* **REQUIRED WORK**
Reproduce each line exactly. Skip none.

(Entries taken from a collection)
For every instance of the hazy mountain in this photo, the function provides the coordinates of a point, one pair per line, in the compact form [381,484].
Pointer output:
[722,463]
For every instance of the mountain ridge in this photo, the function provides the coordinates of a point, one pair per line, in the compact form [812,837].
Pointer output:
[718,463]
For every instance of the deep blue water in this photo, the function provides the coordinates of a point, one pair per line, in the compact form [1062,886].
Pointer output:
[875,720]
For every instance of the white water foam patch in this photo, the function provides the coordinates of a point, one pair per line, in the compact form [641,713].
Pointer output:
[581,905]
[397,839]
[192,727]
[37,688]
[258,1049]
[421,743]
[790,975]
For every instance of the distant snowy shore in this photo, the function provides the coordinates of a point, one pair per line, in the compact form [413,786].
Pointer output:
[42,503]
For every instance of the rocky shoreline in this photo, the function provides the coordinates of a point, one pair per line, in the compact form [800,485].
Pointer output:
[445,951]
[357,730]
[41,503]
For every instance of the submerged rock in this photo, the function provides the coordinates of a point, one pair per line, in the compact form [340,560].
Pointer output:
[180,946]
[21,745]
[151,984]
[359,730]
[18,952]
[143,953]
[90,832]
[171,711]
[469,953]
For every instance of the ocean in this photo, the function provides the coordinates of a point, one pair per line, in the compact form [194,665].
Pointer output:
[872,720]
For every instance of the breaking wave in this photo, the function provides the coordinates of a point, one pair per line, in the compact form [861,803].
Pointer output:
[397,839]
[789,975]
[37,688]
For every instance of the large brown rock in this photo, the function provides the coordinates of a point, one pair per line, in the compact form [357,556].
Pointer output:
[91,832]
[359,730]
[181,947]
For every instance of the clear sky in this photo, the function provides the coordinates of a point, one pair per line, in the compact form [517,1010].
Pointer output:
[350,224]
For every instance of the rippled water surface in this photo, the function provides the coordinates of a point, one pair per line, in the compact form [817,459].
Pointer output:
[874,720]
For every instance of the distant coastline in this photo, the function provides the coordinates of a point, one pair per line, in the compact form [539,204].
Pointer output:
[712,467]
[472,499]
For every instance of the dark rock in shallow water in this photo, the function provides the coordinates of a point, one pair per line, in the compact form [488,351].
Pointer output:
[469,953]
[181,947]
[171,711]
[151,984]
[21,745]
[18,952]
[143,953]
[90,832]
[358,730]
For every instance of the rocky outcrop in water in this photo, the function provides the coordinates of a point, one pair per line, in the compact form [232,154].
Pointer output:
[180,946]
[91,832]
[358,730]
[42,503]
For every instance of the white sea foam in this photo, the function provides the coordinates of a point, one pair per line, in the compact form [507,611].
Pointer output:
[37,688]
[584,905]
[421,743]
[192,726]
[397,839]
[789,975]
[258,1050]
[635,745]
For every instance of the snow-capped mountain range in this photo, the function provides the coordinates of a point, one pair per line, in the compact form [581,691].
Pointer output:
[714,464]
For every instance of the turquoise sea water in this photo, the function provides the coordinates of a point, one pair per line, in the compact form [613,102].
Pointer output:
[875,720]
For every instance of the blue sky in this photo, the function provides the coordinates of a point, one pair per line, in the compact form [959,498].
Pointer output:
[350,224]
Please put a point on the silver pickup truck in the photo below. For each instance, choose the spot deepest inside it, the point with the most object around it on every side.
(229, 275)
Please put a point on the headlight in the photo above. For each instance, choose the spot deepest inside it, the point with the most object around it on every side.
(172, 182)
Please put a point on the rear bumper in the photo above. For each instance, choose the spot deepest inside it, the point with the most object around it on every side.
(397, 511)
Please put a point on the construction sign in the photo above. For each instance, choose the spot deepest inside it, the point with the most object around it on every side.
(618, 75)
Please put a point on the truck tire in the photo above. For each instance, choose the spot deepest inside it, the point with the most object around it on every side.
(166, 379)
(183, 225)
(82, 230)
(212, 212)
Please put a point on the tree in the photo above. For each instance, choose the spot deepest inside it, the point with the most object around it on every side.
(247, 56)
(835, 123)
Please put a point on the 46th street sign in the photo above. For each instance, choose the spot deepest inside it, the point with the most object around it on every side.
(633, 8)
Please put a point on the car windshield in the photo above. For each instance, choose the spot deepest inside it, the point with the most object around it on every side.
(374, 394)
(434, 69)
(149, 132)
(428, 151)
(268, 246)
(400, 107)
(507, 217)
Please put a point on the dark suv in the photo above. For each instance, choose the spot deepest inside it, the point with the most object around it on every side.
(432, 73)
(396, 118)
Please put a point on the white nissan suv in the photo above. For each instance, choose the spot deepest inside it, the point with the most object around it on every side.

* **CORRECT OUTPUT**
For every instance of the hazy mountain in this photo, the function provides the coordinates of a point, one pair per line, in the compact form [381,484].
Pointer output:
[722,463]
For every instance of the mountain ridge in this photo, the function provides the coordinates of a point, one pair per line, in the compact form [812,837].
Pointer output:
[718,463]
For every instance of the deep blue water in this photo, the function provides the coordinates of a point, one pair per line, in the compact form [1062,886].
Pointer output:
[875,720]
For every instance of the white water foam patch in this photo, the function provides the coordinates of a point, one pair per line, in the compact form [641,713].
Pointer output:
[581,905]
[397,839]
[192,727]
[37,688]
[258,1049]
[421,743]
[790,975]
For every instance of the distant snowy shore in this photo, the function provides the coordinates of a point, one pair per line, in the compact form [413,786].
Pointer output:
[42,503]
For every instance of the rocky shoreline in this photo, the function provides the coordinates of a point, one pair per line, in the compact form [800,485].
Pointer output:
[445,951]
[357,730]
[41,503]
For every instance of the submerged rock in this photo, the function provides the coordinates of a point, one pair per line, in the compact form [340,560].
Pointer output:
[180,946]
[21,745]
[151,984]
[359,730]
[18,952]
[143,953]
[90,832]
[171,711]
[469,953]
For every instance of the ocean in this photo, the function provides the coordinates of a point, one pair per line, in the compact form [194,665].
Pointer output:
[872,720]
For every instance of the breaking wave in this photo, the function provides the coordinates of a point, one pair per line, in the compact form [861,803].
Pointer output:
[397,839]
[789,975]
[37,688]
For every instance of the large brown rock in this photo, the function provides the coordinates of a point, one pair per line, in the compact form [357,556].
Pointer output:
[91,832]
[359,730]
[181,947]
For every instance of the clear sky in this photo, the function provides the coordinates of a point, one pair per line, in the compact form [517,1010].
Pointer output:
[350,224]
For every instance of the rippled water surface in this photo, the function provides the coordinates of a point, one pair per line, in the compact form [817,459].
Pointer output:
[874,720]
For every instance of the distant coastline in this photo, the function provides the coordinates of a point, one pair per line, in the compact form [539,204].
Pointer output:
[712,467]
[472,499]
For every instance of the dark rock in shallow water in this photo, the function provides the coordinates of a point, one pair per line, in the compact form [488,351].
Pointer output:
[469,953]
[181,947]
[171,711]
[151,984]
[21,745]
[18,952]
[143,953]
[90,832]
[358,730]
For every instance of the rocky outcrop in water in this photo, the function provides the coordinates of a point, one pair per line, in the compact form [232,154].
Pointer output:
[180,946]
[91,832]
[358,730]
[42,503]
For every instance of the white sea foam in this photo, the function provides the coordinates of a point, one pair per line, in the compact form [507,611].
Pointer output:
[37,688]
[584,905]
[421,743]
[192,726]
[397,839]
[789,975]
[258,1050]
[635,745]
For every instance of the snow-capped mountain range in this photo, the function provides the coordinates of a point, one pair per line, in the compact form [581,691].
Pointer output:
[714,464]
For every instance of the turquoise sea water in this photo, the function provides the coordinates of a point, one pair per line, in the compact form [613,102].
Pointer output:
[875,720]
For every instance of the blue sky in this photo, the function provides the coordinates of a point, one pair per line, in the compact form [959,498].
Pointer output:
[350,224]
Please put a point on the silver pickup truck in the photo below. For each instance, choose the spot deepest inside it, the point with the most object around it on every side.
(229, 275)
Please put a point on the headlight in the photo above. For each instance, choose the spot deepest inside it, the point with the most object around it on every side.
(172, 182)
Please put a point on the rear bumper in the photo above. For each instance, choose the spot deepest inside it, the point with the most object around it on every side.
(397, 511)
Please put a point on the construction sign in the photo above. For each instance, choose the spot deepest inside it, the point with the most object around it on every side.
(618, 75)
Please put a point on the truck tire in the photo above. For each instance, choose the spot deepest inside it, the point with the most object around it on every side.
(166, 379)
(183, 225)
(82, 230)
(212, 212)
Please put a point on the tree in the photo above. For each instance, choose the spot deepest inside it, the point with the most object around it on every side.
(247, 56)
(835, 123)
Please put a point on the 46th street sign in the photo above. For each instance, choose the spot deepest inside it, the point with the most object around it on every side.
(633, 8)
Please put a point on the car windshield in the photo above. For each instance, choose the spot deepest inside it, the point with the most object around it on every side.
(374, 394)
(434, 69)
(149, 132)
(428, 151)
(268, 246)
(400, 107)
(507, 217)
Please put a point on the dark suv in the photo above. For each instance, choose the spot deepest inside it, the point with the most object around it on every side.
(432, 73)
(396, 118)
Please put a point on the white nissan suv in the photo above. For each instance, choose the spot deepest inside it, the point with the most object around it on every side.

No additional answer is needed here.